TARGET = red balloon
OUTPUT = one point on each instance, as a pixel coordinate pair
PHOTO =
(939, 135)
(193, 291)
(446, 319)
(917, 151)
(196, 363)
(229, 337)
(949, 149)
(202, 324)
____
Each line above needs to be output again, exactly as shown.

TASK RESULT =
TARGET = red balloon
OUTPUT = one point on each instance, as a pixel coordinate pair
PHOTO =
(939, 135)
(193, 291)
(446, 319)
(917, 151)
(196, 363)
(229, 337)
(949, 149)
(202, 324)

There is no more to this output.